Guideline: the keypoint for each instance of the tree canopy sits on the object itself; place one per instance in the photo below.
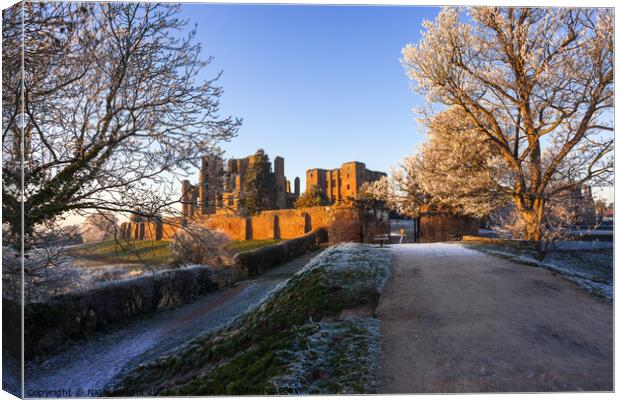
(533, 84)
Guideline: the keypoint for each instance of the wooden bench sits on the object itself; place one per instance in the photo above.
(382, 239)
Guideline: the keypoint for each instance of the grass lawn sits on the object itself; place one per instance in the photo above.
(154, 252)
(244, 245)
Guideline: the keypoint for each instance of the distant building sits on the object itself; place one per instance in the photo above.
(342, 183)
(221, 188)
(579, 204)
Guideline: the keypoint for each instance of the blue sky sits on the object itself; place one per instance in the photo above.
(317, 85)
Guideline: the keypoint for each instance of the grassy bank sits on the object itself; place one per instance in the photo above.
(152, 252)
(591, 270)
(297, 340)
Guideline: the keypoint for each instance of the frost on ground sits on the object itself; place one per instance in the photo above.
(590, 268)
(296, 340)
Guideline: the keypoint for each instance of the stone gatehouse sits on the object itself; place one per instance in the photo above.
(343, 223)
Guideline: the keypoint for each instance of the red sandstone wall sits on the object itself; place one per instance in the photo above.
(343, 224)
(441, 227)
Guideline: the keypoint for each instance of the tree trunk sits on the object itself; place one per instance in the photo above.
(532, 217)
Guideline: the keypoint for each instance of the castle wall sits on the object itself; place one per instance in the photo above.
(441, 227)
(343, 224)
(341, 183)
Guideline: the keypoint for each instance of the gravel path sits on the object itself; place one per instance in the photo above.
(456, 321)
(87, 367)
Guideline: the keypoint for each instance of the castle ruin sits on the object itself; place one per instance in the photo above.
(341, 184)
(221, 189)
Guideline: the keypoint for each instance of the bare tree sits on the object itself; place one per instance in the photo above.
(108, 107)
(99, 226)
(537, 83)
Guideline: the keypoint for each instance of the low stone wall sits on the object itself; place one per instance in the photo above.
(77, 315)
(517, 244)
(255, 262)
(441, 227)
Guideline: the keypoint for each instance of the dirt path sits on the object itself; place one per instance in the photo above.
(86, 368)
(456, 320)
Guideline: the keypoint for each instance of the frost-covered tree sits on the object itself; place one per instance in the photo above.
(259, 186)
(312, 197)
(537, 84)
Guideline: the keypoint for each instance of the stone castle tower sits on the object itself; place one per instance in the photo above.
(221, 188)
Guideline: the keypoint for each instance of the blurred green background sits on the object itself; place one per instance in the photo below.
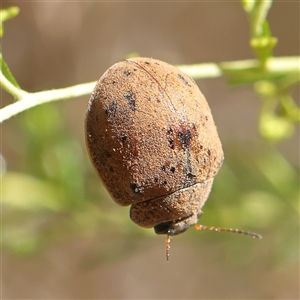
(62, 235)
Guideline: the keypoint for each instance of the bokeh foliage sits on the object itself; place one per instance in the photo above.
(55, 194)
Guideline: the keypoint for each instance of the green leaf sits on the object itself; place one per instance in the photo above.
(7, 73)
(25, 192)
(6, 14)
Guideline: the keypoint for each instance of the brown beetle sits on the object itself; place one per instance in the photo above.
(152, 139)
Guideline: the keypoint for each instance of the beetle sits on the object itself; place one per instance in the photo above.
(152, 139)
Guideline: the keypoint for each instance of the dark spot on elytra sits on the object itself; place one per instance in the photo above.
(185, 137)
(171, 144)
(107, 154)
(111, 109)
(183, 79)
(129, 96)
(170, 138)
(127, 73)
(190, 176)
(139, 190)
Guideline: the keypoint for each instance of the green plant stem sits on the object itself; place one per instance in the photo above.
(274, 66)
(30, 100)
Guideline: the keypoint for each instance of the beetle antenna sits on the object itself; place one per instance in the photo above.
(219, 229)
(168, 241)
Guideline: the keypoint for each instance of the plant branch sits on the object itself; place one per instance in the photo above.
(273, 67)
(30, 100)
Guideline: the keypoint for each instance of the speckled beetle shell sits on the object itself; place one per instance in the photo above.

^^^^^^^^^^^^^^^^

● Assignment
Each record must be repeated exactly, and no picture may be carried over.

● Response to this exercise
Guideline: the keypoint for each instance of the tree canopy sits on the object itself; place one per instance in the photo below.
(533, 84)
Guideline: the keypoint for each instance of the wooden bench sits on the object itself; place one per instance in the photo above.
(382, 239)
Guideline: the keypoint for each instance of the grass lawn sits on the object itself; place one per instance in the photo above.
(154, 252)
(244, 245)
Guideline: the keypoint for each instance of the distant building sits on the object itself; place one per instance in the photo above.
(342, 183)
(221, 188)
(579, 204)
Guideline: the keypoint for each instance of the blue sky sits on the object itself; place one per instance in the photo above.
(317, 85)
Guideline: the keypoint for each instance of the grassy bank sits on the object itself; place one per instance in the photo above.
(152, 252)
(591, 270)
(297, 340)
Guideline: the keypoint for each instance of the frost on ground sits on the object itself; place one per instance in the photo above.
(590, 268)
(296, 340)
Guideline: the keypoint for each instance of the stone gatehouse sits on the object itself; place one per instance in the photo above.
(343, 223)
Guideline: the keypoint for each instance of the red sandstone wall sits on the object itself; place one per instance in the photo above.
(343, 224)
(441, 227)
Guideline: the keypoint for each instance of the tree trunk sits on the object itself; place one per instance in the photo above.
(532, 217)
Guideline: the keypoint for each instance of the castle wall sits on the object itself; place one per instance in the photo above.
(441, 227)
(343, 224)
(341, 183)
Guideline: the keypoint for each instance of the gravel path sits on the object itself; place one per instance in the photo above.
(456, 321)
(87, 367)
Guideline: the keypoint for each instance of the castle ruin sits on the object itself; place one per instance in the photo above.
(341, 184)
(221, 189)
Guideline: the keypoint for each instance of the bare tree sits on the object itself; place one per instance in the photo above.
(108, 107)
(99, 226)
(537, 83)
Guideline: the keypoint for each instance of the low stone wall sits on the object itself; place one per instance in the photo above.
(77, 315)
(517, 244)
(255, 262)
(441, 227)
Guideline: the keypoint for each instance of the dirt path sits on the object itself; place one per instance in the photo above.
(86, 368)
(456, 320)
Guideline: the keypoint for each instance of the frost-covered tree sits on the object itself; place one per instance in the photo above.
(259, 186)
(312, 197)
(537, 84)
Guideline: the keypoint for each instance of the stone castle tower sits on the object itself; place one per instance in the photo above.
(221, 188)
Guideline: the keypoint for each instance of the blurred green background sits on the object itself; place one per instance in the photo below.
(62, 235)
Guideline: the keypoint for each instance of the bokeh foliage sits on the object itself; place one per instance in the photo above.
(55, 194)
Guideline: the keypoint for each instance of the green leaf sits on the object itself; place one per instance in the photo above.
(7, 73)
(25, 192)
(6, 14)
Guideline: the keypoint for each instance of the brown beetle sits on the object itself; place one per instance in the photo above.
(152, 139)
Guideline: the keypoint for each instance of the beetle sits on the object itself; place one per instance in the photo above.
(152, 139)
Guideline: the keypoint for each instance of the dark spot on elytra sits on the object itself; place one per instance in the photo above.
(185, 137)
(171, 144)
(107, 154)
(111, 109)
(183, 79)
(129, 96)
(170, 138)
(127, 73)
(190, 176)
(139, 190)
Guideline: the keypoint for each instance of the green plant stem sits on the object itself; place one per instance in the photo above.
(274, 66)
(30, 100)
Guideline: the keypoint for each instance of the beetle antenna sits on the object itself; place one per instance in the photo above.
(219, 229)
(168, 241)
Guideline: the keypoint for each instance of the plant branch sits on the object itself; place one per instance in the photo above.
(273, 67)
(30, 100)
Guideline: the keypoint for each instance of the speckled beetle shell sits on the object itself; place one per instance in the photo above.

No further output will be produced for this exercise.